任务目标 A. 请重写下方点标注数据集中的数据行，从第一行开始，到含有"[(437, 214)]"的那一行为止（首尾两行都包括在内），请求行照原样保留。只把每个答案里的坐标数值各偏移141，其余内容不做改动。

文本节选.
大尺寸单晶金刚石磨抛一体化加工研究

人工晶体学报 ›› 2022, Vol. 51 ›› Issue (5): 941-947.

大尺寸单晶金刚石磨抛一体化加工研究

温海浪¹, 陆静^1,2, 李晨¹, 胡光球²

1.华侨大学制造工程研究院,厦门 361021;
2.苏州赛尔特新材料有限公司,苏州 215127

收稿日期:2021-11-05 出版日期:2022-05-15 发布日期:2022-06-17
通讯作者: 陆静,博士,教授。E-mail:lujing26@hqu.edu.cn
作者简介:温海浪(1996—),男,江西省人,硕士研究生。E-mail:hlwen@stu.hqu.edu.cn; 陆静,博士,华侨大学制造工程研究院教授,博士生导师。现为脆性材料产品智能制造技术国家地方联合工程研究中心光电加工方向负责人,“脆性材料加工技术创新团队”科技部重点领域创新团队核心成员,厦门市光电材料加工重点实验室副主任,国际磨粒加工委员会(ICAT)青年委员,中国机械工程学会生产工程分会光整加工专业委员会理事,福建省机械工程学会标准委员会委员。研究方向为半导体晶圆衬底超精密加工、智能制造新型磨抛工具的研发。主持和参与包括国家自然科学基金青年项目、面上项目、重点项目等在内的40余项科研项目。研究成果发表SCI、EI收录学术论文95篇,其中作为第一作者、通信作者在Nano Letters、《机械工程学报》等业内顶级学术期刊发表论文40余篇。已授权国家发明专利8项,实用新型专利20项,PCT专利3项,美国专利2项,日本专利2项。获福建省自然科学优秀学术论文一等奖,福建省教学成果奖一等奖。入选福建省高校杰出青年科研人才,福建省高校新世纪优秀人才,姑苏创新创业领军人才,上银优秀机械博士论文指导老师,中国“互联网+”大学生创新创业大赛优秀创新创业导师。
基金资助:
国家自然科学基金(51975222,51835004);福建省杰出青年基金(2021J06027)

(点标注数据集条目)
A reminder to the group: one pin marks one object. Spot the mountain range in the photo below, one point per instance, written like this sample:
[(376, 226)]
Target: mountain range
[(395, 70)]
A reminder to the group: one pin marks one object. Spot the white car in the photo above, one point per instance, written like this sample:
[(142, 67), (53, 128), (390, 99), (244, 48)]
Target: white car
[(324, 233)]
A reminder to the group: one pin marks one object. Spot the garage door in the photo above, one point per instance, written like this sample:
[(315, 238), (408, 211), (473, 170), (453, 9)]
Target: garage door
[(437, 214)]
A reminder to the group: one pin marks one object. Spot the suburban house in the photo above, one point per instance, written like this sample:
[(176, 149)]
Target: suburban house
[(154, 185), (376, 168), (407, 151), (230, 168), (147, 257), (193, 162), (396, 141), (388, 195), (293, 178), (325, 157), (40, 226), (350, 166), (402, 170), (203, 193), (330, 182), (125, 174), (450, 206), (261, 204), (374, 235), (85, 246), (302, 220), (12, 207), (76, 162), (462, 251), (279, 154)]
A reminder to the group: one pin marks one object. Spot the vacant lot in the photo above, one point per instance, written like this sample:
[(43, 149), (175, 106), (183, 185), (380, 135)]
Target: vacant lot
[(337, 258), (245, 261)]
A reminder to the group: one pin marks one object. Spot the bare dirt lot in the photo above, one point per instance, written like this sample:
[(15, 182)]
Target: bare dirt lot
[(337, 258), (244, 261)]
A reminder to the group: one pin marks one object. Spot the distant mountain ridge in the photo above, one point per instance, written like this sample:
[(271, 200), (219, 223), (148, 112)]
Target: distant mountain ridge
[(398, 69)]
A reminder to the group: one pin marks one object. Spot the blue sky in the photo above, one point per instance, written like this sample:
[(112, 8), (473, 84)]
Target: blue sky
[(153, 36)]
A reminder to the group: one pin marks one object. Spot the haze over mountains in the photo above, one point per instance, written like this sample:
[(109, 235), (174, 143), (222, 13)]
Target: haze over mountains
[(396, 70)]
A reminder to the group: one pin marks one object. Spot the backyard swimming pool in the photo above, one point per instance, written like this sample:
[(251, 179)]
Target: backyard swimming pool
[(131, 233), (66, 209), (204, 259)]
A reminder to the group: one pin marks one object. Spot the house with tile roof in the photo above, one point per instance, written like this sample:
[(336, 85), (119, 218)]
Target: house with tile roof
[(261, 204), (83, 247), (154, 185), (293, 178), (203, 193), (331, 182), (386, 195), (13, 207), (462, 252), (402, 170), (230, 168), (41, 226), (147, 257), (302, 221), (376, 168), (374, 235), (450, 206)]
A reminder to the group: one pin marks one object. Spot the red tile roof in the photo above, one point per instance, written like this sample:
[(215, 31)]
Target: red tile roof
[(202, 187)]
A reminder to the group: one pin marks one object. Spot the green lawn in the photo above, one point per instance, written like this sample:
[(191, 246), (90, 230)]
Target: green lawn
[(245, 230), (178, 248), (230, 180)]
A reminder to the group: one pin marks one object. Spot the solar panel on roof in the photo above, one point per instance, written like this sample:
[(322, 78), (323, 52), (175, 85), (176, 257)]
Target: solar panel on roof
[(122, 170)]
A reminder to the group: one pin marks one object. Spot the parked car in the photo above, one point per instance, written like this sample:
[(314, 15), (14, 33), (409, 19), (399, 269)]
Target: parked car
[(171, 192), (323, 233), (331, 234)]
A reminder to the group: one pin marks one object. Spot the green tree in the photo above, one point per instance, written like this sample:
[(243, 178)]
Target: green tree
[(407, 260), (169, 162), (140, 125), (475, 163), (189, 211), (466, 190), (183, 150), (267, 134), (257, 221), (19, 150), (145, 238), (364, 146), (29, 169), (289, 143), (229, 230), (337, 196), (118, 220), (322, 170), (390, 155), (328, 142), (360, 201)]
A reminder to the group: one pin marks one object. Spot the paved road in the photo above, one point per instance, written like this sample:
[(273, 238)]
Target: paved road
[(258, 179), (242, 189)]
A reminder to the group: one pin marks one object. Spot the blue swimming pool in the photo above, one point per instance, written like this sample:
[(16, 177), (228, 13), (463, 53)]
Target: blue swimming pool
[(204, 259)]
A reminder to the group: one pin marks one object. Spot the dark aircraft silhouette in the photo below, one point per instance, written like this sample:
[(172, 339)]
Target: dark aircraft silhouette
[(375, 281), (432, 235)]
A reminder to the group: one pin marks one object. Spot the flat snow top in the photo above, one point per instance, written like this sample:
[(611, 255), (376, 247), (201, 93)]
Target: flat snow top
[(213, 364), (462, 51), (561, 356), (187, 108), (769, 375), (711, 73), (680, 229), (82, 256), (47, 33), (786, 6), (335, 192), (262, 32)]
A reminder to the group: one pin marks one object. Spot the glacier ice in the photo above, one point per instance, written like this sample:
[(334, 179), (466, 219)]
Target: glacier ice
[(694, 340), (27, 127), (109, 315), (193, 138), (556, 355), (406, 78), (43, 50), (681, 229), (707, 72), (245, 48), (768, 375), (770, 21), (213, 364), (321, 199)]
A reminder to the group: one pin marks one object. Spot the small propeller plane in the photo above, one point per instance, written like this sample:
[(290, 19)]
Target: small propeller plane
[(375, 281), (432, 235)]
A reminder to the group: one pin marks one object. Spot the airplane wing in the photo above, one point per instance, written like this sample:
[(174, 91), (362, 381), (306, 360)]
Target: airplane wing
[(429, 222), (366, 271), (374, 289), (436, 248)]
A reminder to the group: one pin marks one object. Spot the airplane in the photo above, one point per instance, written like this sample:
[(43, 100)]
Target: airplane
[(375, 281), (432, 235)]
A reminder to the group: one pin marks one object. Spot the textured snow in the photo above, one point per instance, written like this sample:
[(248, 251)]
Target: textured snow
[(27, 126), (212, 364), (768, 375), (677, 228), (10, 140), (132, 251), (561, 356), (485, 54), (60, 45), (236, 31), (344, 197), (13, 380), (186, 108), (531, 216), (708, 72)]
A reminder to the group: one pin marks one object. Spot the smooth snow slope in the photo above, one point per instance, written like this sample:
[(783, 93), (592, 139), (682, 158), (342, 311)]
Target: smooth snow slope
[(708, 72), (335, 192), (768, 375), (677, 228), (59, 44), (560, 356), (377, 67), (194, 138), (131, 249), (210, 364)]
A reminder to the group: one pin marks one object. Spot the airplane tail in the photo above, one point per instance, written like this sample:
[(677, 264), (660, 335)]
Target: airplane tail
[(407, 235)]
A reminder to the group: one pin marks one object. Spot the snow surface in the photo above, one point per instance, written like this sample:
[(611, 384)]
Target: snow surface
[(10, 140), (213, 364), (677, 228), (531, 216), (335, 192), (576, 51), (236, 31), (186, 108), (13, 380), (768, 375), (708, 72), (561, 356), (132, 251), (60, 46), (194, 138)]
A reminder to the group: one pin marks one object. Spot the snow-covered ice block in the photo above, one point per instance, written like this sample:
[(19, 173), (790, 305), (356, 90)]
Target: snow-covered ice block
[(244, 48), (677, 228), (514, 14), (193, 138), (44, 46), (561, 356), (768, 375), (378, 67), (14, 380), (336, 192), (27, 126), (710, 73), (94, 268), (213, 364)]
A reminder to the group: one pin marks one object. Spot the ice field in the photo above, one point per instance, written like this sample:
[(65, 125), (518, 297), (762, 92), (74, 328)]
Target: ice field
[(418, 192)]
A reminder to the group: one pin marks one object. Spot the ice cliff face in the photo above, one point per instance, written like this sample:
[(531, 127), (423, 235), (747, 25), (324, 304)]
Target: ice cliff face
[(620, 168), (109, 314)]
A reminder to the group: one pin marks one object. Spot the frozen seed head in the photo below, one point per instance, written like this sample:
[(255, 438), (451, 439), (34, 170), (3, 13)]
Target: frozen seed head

任务目标 B. 请接着上方关于大尺寸单晶金刚石磨抛一体化加工研究的文章页面往下续写。

练习结果 A.
A reminder to the group: one pin marks one object. Spot the mountain range in the photo below, one point per instance, written like this sample:
[(376, 226)]
Target: mountain range
[(536, 211)]
A reminder to the group: one pin marks one object. Spot the white car in the photo above, one point per instance, written like this sample:
[(142, 67), (53, 128), (390, 99), (244, 48)]
Target: white car
[(465, 374)]
A reminder to the group: one pin marks one object. Spot the garage door in the photo above, one point per instance, written like this sample:
[(315, 238), (408, 211), (473, 170), (453, 9)]
Target: garage door
[(578, 355)]

练习结果 B.
Integrated Processing of Grinding and Polishing for Large-Size Single Crystal Diamond

WEN Hailang¹, LU jing^1,2, LI Chen¹, HU Guangqiu²

1. Institute of Manufacturing Engineering, Huaqiao University, Xiamen 361021, China;
2. Suzhou Sail Advanced Material Co., Ltd., Suzhou 215127, China

Received:2021-11-05 Online:2022-05-15 Published:2022-06-17

摘要/Abstract

摘要： 金刚石因其优异的物理性质被视为下一代半导体材料,然而其极高的硬度、脆性和耐腐蚀性导致其加工困难,尤其是对于大尺寸的化学气相沉积(chemical vapor deposition, CVD)单晶金刚石(SCD)晶片而言,目前还缺乏一种高效、低成本的磨抛加工方法。本文提出一种基于工件自旋转的同心双砂轮磨抛一体化加工技术,在一次装夹中,先采用金刚石磨料的陶瓷内圈砂轮磨削单晶金刚石晶片表面,将单晶金刚石表面迅速平坦化,后采用金刚石与CuO混合磨料的外圈溶胶-凝胶(sol-gel,SG)抛光轮抛光单晶金刚石晶片表面,使其在较短时间内完成从原始生长面(Sa约46 nm)到原子级表面精度(Sa＜0.3 nm)的加工。磨削加工中,硬质金刚石磨料的陶瓷砂轮高速划擦金刚石晶片表面,在强机械作用下获得较大的材料去除以及纳米级的光滑单晶金刚石表面,同时引起进一步的表面非晶化;SG抛光加工中,硬质金刚石磨料高速划擦单晶金刚石表面形成高温高压环境,进一步诱导CuO粉末与单晶金刚石表面的非晶碳发生氧化还原反应,实现反应抛光。磨抛一体化的加工技术为晶圆级的单晶、多晶金刚石的工业化生产提供借鉴。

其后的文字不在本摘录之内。